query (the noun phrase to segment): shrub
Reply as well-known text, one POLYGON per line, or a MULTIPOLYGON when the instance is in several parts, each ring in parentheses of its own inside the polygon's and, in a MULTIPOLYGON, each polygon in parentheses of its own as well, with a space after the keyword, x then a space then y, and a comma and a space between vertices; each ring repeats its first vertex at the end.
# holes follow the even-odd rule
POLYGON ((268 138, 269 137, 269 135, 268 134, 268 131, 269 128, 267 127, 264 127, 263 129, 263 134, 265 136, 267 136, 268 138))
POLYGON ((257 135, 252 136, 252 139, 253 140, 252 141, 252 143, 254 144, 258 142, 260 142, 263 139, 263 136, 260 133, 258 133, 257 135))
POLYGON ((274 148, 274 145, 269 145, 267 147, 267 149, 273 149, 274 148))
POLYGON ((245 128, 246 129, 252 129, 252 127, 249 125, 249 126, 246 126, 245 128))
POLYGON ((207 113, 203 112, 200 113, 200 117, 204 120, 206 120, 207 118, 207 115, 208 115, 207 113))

————————

Format the lines of the records above as a JSON list of strings, one string per line, leaving out blank lines.

- _Task response_
[
  "query (the noun phrase to segment): shrub",
  "Reply as well-known text, one POLYGON per line, or a MULTIPOLYGON when the instance is in several parts, each ring in parentheses of its own inside the polygon's and, in a MULTIPOLYGON, each polygon in parentheses of its own as well, with a space after the keyword, x then a space then y, and a comma and a space between vertices; each ring repeats its first vertex at the end.",
  "# holes follow the even-odd rule",
  "POLYGON ((268 138, 269 137, 269 135, 268 134, 268 131, 269 128, 267 127, 264 127, 263 129, 263 134, 265 136, 267 136, 268 138))",
  "POLYGON ((257 135, 252 136, 252 139, 253 140, 252 141, 252 143, 254 144, 258 142, 260 142, 263 139, 263 136, 260 133, 258 133, 257 135))",
  "POLYGON ((274 148, 274 145, 269 145, 267 147, 267 149, 273 149, 274 148))",
  "POLYGON ((245 128, 246 129, 252 129, 252 127, 249 125, 249 126, 246 126, 245 128))",
  "POLYGON ((207 113, 203 112, 200 113, 200 117, 204 120, 206 120, 207 118, 207 115, 208 115, 207 113))"
]